→ **Job**
Do these statements agree with the text on lightweight state management for Caxton? 1. Agent state management should be delegated to business domains via MCP tools. 2. Health status is said to require strongly consistent shared state. 3. The recommended approach is said to increase operational complexity. Answer yes or no for each, quoting the deciding words of the text.

Lightweight State Alternatives
Lightweight State Management Alternatives for Caxton
Executive Summary
Based on extensive research, Caxton should adopt a coordination-only approach rather than shared state, with agent state management delegated to business domains via MCP tools. This aligns with the minimal core philosophy and significantly reduces operational complexity.
Key Recommendation: Coordination Over Shared State
Why Caxton Doesn’t Need Shared State
After analyzing Caxton’s actual requirements, most “state” needs are actually coordination concerns:
- Agent Registry: Which agents are available and their capabilities
- Routing Information: How to reach specific agents
- Health Status: Liveness and readiness of agents
- Message Correlation: Tracking conversation contexts
These can be managed through gossip protocols and eventual consistency rather than strongly consistent shared state.

→ **Data section**
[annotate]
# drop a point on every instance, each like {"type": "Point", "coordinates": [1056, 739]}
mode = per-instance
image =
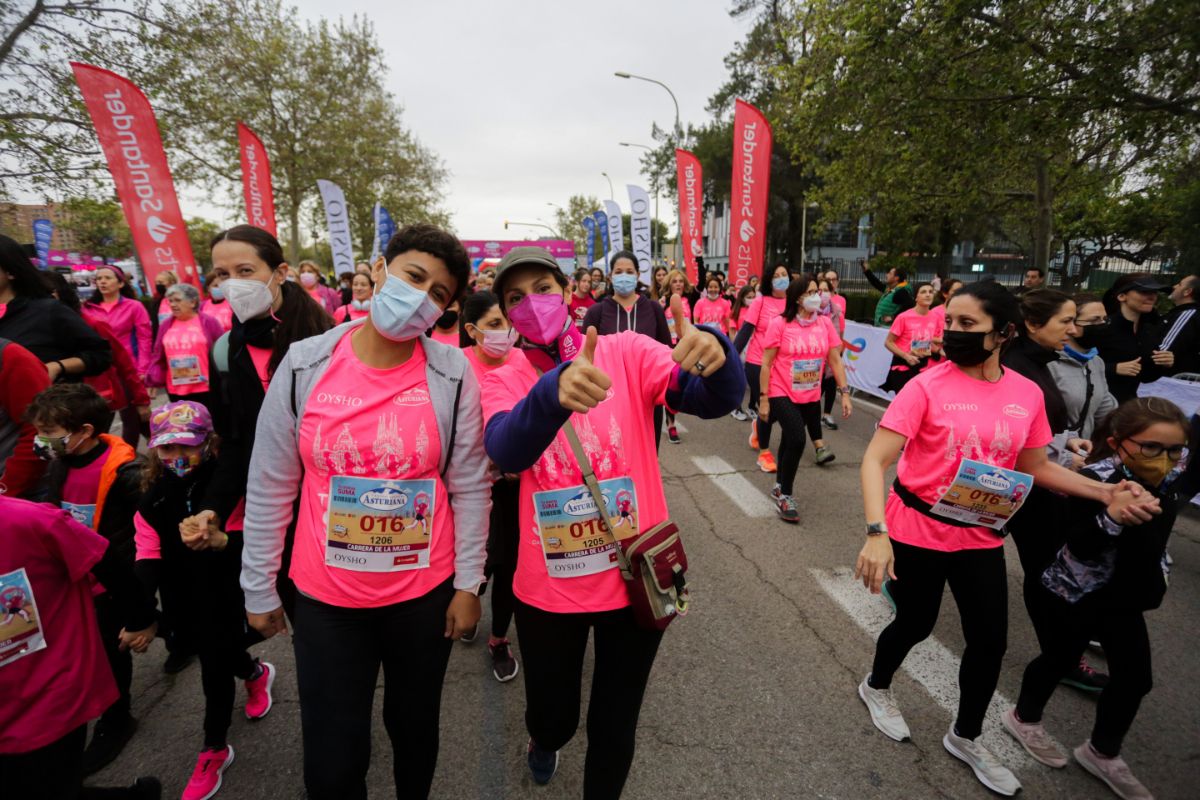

→ **Correct output**
1. Yes: "with agent state management delegated to business domains via MCP tools"
2. No: "These can be managed through gossip protocols and eventual consistency rather than strongly consistent shared state."
3. No: "significantly reduces operational complexity"